→ Document source:
★ ★ ★ ★ ★ ★ ★

Publié le 13.10.2015

 



Après Les Aventures du Roi Pausole en 2012, le metteur en scène Robert Sandoz fait son retour au Grand Théâtre de Genève avec La Belle Hélène. La célèbre opérette d’Offenbach se déroule sur toile de fond contemporaine, dans le port du Pirée. Accompagnée par L'Orchestre de Chambre de Genève et le Choeur du Grand Théâtre, la cantatrice française Véronique Gens interprète le rôle-titre, au milieu des rois de Grèce devenus de puissants et riches armateurs. Comment cet «oiseau en cage», épouse de Ménélas, se laissera-t-elle séduire par Pâris? Le metteur en scène neuchâtelois nous dévoile quelques truculences du livret avant les représentations du 14 au 25 octobre.

 

Un imposant décor de conteneurs métalliques se dresse jusqu’au ciel sur la scène du Grand Théâtre de Genève. La scénographie de La Belle Hélène ne ressemble pas aux temples grecs d’hier mais à ceux incarnant un commerce tout-puissant dans le port du Pirée aujourd’hui. Robert Sandoz, son metteur en scène, a cultivé cet effet de surprise avec son scénographe Bruno de Lavenère. Priam, Ménélas, Calchas, Agamemnon et les nombreux autres titulaires des royaumes d’alors ont pris l’allure de riches armateurs intraitables en affaires. Hélène y évolue parmi les hommes. Au milieu d’eux, elle doit trouver sa place.

 

Hélène sur les traces de Jacky Kennedy-Onassis?

Quelle vision Robert Sandoz a-t-il précisément de celle que l’on dit être la plus belle femme du monde? «Hélène est une femme en cage, qui a été très belle, et l’est certainement encore. Elle est devenue prisonnière d’un monde de conventions, très masculin, et doit trouver un moyen de s’en sortir. Sa trajectoire peut aussi faire penser à celle de Jacky Kennedy-Onassis. Il y a des femmes dont on envie la vie bien que celle-ci ressemble à une sorte de petite prison. Après tout, elle est la fille d’un cygne» (Zeus a été métamorphosé sous les traits de l’oiseau blanc). Laissera-t-on l’oiseau en cage se libérer? questionne le metteur en scène neuchâtelois. Quid de cette satire de la bourgeoisie du temps d’Offenbach? «La Belle Hélène est une parodie des hommes d’affaire puissants de maintenant.» Aujourd’hui, Robert Sandoz dit la déplacer un peu, s’intéressant davantage à des figures actuelles plutôt qu’à celles de la mythologie. Mais toujours dans ce registre cher à Offenbach, il «parodie par clins d’œil une Europe qui croit avoir du pouvoir alors qu’elle n’en a plus, les Etats-Unis, le bloc de l’Est, etc.»

★ ★ ★ ★ ★ ★ ★

→ Données affichées:

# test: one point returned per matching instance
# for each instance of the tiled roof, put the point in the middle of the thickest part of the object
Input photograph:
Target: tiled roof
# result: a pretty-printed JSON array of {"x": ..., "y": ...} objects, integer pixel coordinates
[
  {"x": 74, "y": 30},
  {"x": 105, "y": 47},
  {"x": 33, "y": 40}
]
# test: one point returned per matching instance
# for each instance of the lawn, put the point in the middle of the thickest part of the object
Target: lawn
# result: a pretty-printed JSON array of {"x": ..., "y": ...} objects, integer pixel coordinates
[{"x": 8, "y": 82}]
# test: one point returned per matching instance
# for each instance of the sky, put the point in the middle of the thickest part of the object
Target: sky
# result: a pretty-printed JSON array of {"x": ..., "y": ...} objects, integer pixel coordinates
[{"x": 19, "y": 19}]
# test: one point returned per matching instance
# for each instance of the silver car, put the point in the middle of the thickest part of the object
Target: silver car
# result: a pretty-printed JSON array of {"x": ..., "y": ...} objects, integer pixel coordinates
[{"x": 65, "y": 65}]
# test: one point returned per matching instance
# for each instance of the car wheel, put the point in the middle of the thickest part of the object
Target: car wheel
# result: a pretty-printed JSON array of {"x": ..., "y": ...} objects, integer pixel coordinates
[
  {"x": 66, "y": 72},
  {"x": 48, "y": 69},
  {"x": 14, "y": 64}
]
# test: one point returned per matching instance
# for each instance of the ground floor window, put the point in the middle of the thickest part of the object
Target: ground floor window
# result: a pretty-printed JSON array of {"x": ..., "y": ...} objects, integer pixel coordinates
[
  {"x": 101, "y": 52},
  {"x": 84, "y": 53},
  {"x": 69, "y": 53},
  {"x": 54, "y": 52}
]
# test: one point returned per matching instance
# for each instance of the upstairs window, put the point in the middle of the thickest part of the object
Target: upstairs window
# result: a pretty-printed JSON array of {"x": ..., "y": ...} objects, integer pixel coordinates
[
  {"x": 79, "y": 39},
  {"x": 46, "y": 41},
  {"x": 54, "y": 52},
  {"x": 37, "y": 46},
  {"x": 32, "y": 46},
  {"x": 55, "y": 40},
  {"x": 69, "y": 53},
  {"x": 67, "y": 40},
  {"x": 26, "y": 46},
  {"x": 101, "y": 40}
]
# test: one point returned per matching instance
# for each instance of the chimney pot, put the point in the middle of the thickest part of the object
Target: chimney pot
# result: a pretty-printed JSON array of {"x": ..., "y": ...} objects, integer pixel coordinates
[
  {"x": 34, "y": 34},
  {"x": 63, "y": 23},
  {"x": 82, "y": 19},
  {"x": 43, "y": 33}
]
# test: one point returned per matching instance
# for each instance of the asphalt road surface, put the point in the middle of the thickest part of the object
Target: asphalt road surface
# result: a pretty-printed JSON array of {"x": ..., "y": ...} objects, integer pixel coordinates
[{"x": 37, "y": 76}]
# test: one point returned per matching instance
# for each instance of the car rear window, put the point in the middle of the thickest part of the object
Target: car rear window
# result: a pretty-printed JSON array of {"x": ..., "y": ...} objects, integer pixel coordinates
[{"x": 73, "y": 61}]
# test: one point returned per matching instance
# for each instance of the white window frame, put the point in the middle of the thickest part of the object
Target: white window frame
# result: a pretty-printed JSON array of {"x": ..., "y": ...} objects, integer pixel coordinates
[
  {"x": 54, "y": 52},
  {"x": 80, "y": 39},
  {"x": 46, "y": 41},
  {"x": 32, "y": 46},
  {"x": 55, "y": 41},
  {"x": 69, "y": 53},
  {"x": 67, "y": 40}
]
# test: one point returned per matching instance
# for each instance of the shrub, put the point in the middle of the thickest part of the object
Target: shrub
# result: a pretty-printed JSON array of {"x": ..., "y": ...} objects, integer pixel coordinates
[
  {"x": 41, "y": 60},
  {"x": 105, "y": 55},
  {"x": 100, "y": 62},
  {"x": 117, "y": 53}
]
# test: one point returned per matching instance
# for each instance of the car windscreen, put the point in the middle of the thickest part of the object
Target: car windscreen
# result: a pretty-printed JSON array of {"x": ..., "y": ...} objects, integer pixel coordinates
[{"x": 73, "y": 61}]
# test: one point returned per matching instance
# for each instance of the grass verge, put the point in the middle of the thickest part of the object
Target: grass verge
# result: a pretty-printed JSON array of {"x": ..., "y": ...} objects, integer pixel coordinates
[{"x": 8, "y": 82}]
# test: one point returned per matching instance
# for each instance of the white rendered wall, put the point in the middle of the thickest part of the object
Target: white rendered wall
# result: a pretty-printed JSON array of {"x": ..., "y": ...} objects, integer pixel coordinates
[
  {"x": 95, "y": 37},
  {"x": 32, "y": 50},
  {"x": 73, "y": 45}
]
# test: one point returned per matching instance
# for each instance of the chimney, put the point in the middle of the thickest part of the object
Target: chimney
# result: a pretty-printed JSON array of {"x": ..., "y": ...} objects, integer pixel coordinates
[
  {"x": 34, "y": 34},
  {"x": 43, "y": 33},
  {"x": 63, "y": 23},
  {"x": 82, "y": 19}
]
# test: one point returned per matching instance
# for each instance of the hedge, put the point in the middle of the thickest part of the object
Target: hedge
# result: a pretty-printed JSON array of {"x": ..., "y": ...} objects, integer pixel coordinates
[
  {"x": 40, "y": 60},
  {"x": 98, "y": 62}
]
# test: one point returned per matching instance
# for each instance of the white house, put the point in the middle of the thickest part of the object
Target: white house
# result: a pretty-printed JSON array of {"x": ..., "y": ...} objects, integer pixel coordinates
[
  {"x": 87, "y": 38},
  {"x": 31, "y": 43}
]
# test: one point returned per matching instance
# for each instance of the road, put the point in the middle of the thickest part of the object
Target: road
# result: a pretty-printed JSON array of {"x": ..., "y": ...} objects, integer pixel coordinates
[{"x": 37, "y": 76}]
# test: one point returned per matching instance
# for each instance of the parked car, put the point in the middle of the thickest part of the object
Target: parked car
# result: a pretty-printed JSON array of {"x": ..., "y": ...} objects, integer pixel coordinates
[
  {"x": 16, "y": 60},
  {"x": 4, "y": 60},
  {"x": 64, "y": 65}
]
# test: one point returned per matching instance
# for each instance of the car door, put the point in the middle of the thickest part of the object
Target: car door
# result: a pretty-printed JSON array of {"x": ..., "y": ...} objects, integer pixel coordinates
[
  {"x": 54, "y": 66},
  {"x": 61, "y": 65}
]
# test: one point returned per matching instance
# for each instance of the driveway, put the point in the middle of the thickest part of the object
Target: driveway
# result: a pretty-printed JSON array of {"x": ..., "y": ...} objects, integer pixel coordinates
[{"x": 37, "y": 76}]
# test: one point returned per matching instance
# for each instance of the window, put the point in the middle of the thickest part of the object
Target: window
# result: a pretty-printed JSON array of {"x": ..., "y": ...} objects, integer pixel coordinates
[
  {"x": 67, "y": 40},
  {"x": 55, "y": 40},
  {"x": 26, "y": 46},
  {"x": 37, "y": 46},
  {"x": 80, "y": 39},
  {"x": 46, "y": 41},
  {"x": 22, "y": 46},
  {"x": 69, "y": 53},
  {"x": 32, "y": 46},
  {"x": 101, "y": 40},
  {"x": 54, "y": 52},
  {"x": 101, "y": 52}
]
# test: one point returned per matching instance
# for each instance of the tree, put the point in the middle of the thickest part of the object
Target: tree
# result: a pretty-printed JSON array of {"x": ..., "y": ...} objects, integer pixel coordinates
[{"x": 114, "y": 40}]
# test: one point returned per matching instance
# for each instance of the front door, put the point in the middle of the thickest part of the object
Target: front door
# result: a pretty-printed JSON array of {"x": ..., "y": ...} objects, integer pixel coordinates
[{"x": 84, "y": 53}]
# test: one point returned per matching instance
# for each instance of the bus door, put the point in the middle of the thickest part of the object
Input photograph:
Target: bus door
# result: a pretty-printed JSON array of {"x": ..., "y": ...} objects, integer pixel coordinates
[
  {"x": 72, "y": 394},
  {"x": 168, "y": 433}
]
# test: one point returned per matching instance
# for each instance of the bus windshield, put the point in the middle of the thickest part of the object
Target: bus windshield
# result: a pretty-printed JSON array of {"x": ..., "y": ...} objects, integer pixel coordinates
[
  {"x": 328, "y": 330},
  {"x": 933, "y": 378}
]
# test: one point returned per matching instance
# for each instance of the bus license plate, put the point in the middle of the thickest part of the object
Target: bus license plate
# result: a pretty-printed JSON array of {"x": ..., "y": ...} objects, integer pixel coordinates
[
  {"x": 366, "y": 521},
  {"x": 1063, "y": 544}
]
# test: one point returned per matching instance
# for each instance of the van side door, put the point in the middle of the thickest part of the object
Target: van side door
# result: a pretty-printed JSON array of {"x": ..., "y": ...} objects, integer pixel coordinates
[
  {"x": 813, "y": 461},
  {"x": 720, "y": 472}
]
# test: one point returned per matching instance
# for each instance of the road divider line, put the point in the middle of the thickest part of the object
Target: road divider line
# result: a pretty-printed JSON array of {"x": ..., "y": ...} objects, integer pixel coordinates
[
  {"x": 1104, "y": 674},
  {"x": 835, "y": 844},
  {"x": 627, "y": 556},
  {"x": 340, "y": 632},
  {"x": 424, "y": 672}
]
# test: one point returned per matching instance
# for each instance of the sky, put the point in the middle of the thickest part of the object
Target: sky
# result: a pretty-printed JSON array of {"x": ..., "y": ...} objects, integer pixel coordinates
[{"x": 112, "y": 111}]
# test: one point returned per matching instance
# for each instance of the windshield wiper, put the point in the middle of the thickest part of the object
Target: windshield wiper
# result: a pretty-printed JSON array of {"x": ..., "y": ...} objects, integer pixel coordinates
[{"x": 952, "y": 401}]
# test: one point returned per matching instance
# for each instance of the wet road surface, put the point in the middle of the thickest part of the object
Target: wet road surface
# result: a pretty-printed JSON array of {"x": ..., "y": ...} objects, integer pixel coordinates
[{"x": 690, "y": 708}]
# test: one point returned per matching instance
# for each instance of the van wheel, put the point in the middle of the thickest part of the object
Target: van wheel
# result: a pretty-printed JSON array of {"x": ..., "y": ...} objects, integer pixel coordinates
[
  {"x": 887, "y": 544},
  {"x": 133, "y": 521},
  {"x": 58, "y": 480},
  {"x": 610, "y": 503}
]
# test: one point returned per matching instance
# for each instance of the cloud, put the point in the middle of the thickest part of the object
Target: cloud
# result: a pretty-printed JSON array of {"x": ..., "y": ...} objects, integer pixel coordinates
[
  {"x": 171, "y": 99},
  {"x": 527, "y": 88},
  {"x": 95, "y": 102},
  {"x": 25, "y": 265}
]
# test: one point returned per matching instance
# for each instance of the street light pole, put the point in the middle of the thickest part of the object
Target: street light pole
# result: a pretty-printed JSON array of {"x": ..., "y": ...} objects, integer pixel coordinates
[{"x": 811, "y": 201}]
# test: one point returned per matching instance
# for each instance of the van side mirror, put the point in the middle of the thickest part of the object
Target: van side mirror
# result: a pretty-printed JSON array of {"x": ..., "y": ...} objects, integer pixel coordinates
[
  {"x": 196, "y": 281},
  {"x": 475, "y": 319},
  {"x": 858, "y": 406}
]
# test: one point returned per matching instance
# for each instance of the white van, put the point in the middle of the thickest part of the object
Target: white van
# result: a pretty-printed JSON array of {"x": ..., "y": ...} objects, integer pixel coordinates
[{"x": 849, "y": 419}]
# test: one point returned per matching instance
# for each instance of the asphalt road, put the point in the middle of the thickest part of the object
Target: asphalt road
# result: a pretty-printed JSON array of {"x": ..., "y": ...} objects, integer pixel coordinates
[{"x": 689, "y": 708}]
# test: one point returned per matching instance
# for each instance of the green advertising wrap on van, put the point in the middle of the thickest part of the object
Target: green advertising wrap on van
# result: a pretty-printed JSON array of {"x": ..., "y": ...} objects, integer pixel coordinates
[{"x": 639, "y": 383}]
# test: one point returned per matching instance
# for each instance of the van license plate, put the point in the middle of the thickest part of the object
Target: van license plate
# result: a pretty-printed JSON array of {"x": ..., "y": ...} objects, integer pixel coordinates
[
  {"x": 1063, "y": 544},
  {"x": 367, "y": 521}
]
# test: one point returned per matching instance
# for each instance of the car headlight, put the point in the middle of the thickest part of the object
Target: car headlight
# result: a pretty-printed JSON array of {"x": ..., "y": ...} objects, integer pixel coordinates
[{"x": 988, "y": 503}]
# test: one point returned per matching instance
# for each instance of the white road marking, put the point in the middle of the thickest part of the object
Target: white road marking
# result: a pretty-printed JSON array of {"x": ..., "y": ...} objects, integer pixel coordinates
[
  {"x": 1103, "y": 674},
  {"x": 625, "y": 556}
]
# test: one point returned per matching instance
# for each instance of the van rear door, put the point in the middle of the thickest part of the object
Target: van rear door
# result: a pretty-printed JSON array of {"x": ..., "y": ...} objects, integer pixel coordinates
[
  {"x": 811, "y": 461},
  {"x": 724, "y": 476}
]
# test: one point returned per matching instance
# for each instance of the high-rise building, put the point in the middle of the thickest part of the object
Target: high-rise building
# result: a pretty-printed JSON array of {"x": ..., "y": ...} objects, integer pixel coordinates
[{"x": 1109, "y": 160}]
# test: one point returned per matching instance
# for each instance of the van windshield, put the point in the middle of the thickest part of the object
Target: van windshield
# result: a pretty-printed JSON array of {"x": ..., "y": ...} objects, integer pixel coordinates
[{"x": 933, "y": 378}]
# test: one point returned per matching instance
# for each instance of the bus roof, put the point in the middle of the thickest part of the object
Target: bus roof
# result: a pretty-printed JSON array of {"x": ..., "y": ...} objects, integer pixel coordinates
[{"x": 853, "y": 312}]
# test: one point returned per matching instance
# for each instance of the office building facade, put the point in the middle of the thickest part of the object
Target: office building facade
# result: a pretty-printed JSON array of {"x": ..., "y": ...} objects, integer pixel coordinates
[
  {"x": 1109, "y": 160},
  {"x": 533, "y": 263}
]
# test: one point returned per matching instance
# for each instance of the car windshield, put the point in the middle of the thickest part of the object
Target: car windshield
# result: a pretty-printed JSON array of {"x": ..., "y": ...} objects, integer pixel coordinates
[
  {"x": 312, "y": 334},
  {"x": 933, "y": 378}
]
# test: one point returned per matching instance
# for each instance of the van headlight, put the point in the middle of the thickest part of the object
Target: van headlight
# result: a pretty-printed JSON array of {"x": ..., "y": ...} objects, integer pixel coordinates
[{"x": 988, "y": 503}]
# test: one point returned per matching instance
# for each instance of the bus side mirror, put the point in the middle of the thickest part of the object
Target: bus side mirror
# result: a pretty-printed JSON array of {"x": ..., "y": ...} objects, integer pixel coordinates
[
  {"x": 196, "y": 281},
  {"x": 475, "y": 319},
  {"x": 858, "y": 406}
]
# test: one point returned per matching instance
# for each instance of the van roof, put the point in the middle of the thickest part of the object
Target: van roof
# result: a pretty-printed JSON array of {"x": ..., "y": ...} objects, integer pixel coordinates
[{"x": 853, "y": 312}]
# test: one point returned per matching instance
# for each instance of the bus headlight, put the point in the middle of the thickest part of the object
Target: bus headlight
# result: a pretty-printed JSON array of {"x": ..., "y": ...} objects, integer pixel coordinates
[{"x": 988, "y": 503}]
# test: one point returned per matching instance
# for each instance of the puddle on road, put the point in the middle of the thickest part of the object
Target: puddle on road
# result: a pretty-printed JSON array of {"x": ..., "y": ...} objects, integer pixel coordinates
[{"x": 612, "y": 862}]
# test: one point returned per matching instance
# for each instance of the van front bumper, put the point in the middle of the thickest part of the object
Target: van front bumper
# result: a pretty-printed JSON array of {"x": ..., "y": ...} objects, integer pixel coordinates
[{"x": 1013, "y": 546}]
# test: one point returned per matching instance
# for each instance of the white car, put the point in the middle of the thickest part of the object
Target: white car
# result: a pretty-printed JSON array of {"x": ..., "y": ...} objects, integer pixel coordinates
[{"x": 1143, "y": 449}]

★ ★ ★ ★ ★ ★ ★

→ Énoncé 1:
Citez les personnages que le document source présente comme ayant pris l'allure de riches armateurs.
→ Énoncé 2:
D'après le document source, avec quel scénographe Robert Sandoz a-t-il conçu le décor de La Belle Hélène ?
→ Énoncé 3:
Traduisez en anglais cette phrase du document source : « Un imposant décor de conteneurs métalliques se dresse jusqu’au ciel sur la scène du Grand Théâtre de Genève. »
Seul le document source doit servir de référence.

→ Corrigé 1:
Priam, Ménélas, Calchas, Agamemnon

→ Corrigé 2:
Avec Bruno de Lavenère.

→ Corrigé 3:
An imposing set of metal containers rises up to the sky on the stage of the Grand Théâtre de Genève.